* _WHAT YOU WILL DO_
Edit the records below by changing every "thickest part" to "widest part" and leaving everything else the same.

### ENTRIES

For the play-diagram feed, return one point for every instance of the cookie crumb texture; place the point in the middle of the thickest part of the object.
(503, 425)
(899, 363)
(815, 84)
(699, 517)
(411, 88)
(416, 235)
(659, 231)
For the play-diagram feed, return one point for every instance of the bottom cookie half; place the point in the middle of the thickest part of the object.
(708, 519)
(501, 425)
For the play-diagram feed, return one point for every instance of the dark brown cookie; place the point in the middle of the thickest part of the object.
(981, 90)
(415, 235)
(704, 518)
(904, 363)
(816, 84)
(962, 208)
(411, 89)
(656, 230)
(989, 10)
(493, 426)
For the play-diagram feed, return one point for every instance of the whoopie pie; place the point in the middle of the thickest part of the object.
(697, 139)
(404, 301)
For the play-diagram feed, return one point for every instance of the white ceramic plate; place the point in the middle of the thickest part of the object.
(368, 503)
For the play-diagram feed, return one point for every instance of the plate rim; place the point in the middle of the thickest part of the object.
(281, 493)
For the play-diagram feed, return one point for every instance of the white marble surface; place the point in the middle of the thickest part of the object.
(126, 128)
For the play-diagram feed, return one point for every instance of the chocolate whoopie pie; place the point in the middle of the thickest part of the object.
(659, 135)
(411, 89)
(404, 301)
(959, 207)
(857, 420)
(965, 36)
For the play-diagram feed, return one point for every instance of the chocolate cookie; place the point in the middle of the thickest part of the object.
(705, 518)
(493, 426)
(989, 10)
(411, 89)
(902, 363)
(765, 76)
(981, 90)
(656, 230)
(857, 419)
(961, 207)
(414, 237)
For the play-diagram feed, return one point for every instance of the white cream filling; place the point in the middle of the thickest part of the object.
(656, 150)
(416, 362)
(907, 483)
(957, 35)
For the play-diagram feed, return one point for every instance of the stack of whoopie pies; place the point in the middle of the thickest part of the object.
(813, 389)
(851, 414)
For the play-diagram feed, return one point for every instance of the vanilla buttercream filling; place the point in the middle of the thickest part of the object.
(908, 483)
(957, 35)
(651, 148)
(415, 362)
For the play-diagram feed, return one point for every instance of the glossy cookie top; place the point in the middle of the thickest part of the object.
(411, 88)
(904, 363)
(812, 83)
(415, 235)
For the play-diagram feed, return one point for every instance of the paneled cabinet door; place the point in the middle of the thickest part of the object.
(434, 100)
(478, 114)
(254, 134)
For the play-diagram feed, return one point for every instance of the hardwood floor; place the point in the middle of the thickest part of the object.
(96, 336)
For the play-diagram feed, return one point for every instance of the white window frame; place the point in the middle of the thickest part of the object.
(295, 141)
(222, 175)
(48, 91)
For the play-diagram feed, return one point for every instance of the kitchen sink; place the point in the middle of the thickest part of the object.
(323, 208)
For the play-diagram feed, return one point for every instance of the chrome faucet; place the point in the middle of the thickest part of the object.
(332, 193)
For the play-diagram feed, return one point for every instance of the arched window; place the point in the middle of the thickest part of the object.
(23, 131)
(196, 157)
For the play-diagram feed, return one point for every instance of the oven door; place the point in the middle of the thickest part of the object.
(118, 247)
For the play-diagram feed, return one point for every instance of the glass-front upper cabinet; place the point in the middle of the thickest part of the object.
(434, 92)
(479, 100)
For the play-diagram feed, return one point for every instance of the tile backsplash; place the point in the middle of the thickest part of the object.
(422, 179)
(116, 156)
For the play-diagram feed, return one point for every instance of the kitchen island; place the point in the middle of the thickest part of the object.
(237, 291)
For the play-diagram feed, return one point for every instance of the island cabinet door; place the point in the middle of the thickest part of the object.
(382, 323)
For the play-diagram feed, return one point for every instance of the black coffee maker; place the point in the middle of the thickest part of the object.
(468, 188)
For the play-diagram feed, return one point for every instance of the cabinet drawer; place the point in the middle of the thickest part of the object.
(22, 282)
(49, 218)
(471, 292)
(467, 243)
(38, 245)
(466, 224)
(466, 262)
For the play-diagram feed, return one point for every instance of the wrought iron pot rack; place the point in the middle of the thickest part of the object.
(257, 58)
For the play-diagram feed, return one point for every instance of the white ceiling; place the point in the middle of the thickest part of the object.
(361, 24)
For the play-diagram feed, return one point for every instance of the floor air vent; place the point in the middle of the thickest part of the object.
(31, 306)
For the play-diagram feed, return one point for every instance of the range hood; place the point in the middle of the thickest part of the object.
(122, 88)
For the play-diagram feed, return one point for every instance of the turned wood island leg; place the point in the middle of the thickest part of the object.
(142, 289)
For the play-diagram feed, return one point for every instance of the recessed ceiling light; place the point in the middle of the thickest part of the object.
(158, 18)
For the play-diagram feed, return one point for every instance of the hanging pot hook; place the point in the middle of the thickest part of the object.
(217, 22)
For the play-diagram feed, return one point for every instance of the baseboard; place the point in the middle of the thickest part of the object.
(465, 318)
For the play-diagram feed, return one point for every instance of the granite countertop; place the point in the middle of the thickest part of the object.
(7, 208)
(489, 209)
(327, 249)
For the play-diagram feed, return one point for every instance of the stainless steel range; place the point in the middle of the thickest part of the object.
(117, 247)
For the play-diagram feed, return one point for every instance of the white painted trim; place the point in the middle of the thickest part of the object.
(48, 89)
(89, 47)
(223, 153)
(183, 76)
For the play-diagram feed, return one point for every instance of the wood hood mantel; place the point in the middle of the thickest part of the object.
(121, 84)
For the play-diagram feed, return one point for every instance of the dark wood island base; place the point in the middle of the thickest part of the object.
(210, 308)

######

* _RIGHT ANSWER_
For the play-diagram feed, return one point for every instance of the cookie crumb texture; place the point in the middle of the widest part of the object.
(503, 425)
(899, 363)
(815, 84)
(699, 517)
(411, 88)
(416, 235)
(659, 231)
For the play-diagram feed, return one point for every instance of the bottom cookie half; place the point in the middle of the widest part of the object.
(708, 519)
(501, 425)
For the play-diagram feed, return one point for every instance of the dark brown cookie; place the point in the middle of the widest part of the object.
(981, 90)
(415, 235)
(704, 518)
(904, 363)
(816, 84)
(962, 208)
(411, 89)
(656, 230)
(989, 10)
(493, 426)
For the play-diagram feed, return one point for every instance of the whoopie pie; place the point in the middle of the widest part of the object.
(697, 139)
(404, 301)
For the play-diagram feed, return one point for every instance of the white ceramic plate; place the point in the middle of the widest part of the object.
(368, 503)
For the play-diagram feed, return one point for every instance of the plate rim; place the point in the middle of the widest part of the object.
(281, 493)
For the play-diagram feed, return one point for every instance of the white marble surface; place the point in the middle of the widest part of the object.
(126, 128)
For the play-diagram feed, return one point for every instance of the chocolate whoopie pie; place the point in the middle of the widest part of the object.
(659, 135)
(411, 89)
(404, 301)
(959, 207)
(857, 420)
(965, 36)
For the play-diagram feed, return one point for every instance of the chocolate cookie; place the point in the middle of the widest part of the object.
(705, 518)
(493, 426)
(989, 10)
(411, 89)
(902, 363)
(765, 76)
(981, 90)
(656, 230)
(857, 419)
(961, 207)
(414, 237)
For the play-diagram feed, return one point for every instance of the white cream filling; place the point in the middle of the widest part of the object.
(656, 150)
(416, 362)
(907, 483)
(957, 35)
For the play-diagram feed, return one point for every instance of the stack of whoopie pies; place the point in the middle of the widest part of the object.
(813, 389)
(851, 414)
For the play-diagram feed, return one point for every instance of the vanilla buttercream filling; place the point in the middle of the widest part of the object.
(908, 483)
(957, 35)
(651, 148)
(415, 362)
For the play-diagram feed, return one point for every instance of the glossy cookie top; place the point in the middle of the widest part of the object.
(411, 88)
(904, 363)
(812, 83)
(415, 235)
For the play-diagram feed, return one point for every instance of the paneled cabinet door; place the point in the middle of the widest part of the object.
(434, 100)
(478, 114)
(254, 134)
For the play-diagram feed, return one point for every instance of the hardwood floor; place the point in the middle of the widest part of the object.
(96, 336)
For the play-diagram feed, return one point for every instance of the white window frame; place the point in the middle of the widest part of the object.
(295, 141)
(222, 175)
(48, 91)
For the play-diagram feed, return one point for every instance of the kitchen sink; place the point in the middle of the widest part of the object.
(323, 208)
For the play-diagram feed, return one point for every instance of the chrome faucet; place the point in the middle of the widest part of the object.
(332, 193)
For the play-diagram feed, return one point for every instance of the arched window; place the point in the middle of the widest part of the object.
(23, 131)
(196, 157)
For the play-diagram feed, return one point for every instance of the oven door; place the point in the middle of the widest part of the object.
(118, 247)
For the play-diagram feed, return one point for every instance of the glass-front upper cabinet; place the point in the middle of the widest part of the object.
(434, 92)
(479, 100)
For the play-diagram feed, return one point for every instance of the tile backsplash; place the point in the middle of the widest part of the object.
(422, 179)
(116, 156)
For the play-diagram feed, return one point for every instance of the kitchen island; place the point in the middle of the widest part of the object.
(237, 291)
For the play-diagram feed, return one point for every instance of the island cabinet door; place the point in the middle of the widest part of the object.
(382, 323)
For the play-diagram feed, return one point for every instance of the black coffee maker; place the point in the middle of the widest part of the object.
(468, 188)
For the play-diagram feed, return one point for every instance of the cabinet drawer; place the point in the middle of the widest part of the object.
(22, 282)
(49, 218)
(471, 292)
(467, 243)
(38, 245)
(466, 224)
(466, 262)
For the play-diagram feed, return one point for every instance of the wrought iron pot rack; place the point in the middle of the widest part of the object.
(257, 58)
For the play-diagram feed, return one point for every instance of the white ceiling; place the point in the middle of the widest part of the object.
(361, 24)
For the play-diagram feed, return one point for every instance of the floor air vent; place the point in the middle of the widest part of the object.
(31, 306)
For the play-diagram feed, return one point for every instance of the range hood; place the point in the middle of the widest part of the object.
(122, 88)
For the play-diagram feed, return one point for every instance of the turned wood island leg; place the point in the middle of the widest part of the object.
(142, 289)
For the play-diagram feed, return one point for every instance of the recessed ceiling light; place the point in the middle of the widest part of the object.
(158, 18)
For the play-diagram feed, return one point for every instance of the hanging pot hook; place the point in the middle of the widest part of the object.
(217, 22)
For the play-diagram feed, return one point for every instance of the baseboard; place the point in the middle of the widest part of the object.
(465, 318)
For the play-diagram feed, return one point for every instance of the granite countertop; place the point in the middle of the widest part of the object.
(7, 208)
(489, 209)
(327, 249)
For the play-diagram feed, return one point for every instance of the stainless steel range; place the point in the middle of the widest part of the object.
(117, 247)
For the play-diagram feed, return one point for every instance of the white painted trim; place the point in the middle of the widest part of the object.
(48, 89)
(89, 47)
(223, 153)
(183, 76)
For the play-diagram feed, return one point for every instance of the wood hood mantel; place the point in the middle of the widest part of the object.
(121, 84)
For the play-diagram feed, return one point for every instance of the dark wood island base; place the point in the middle of the widest part of the object.
(210, 308)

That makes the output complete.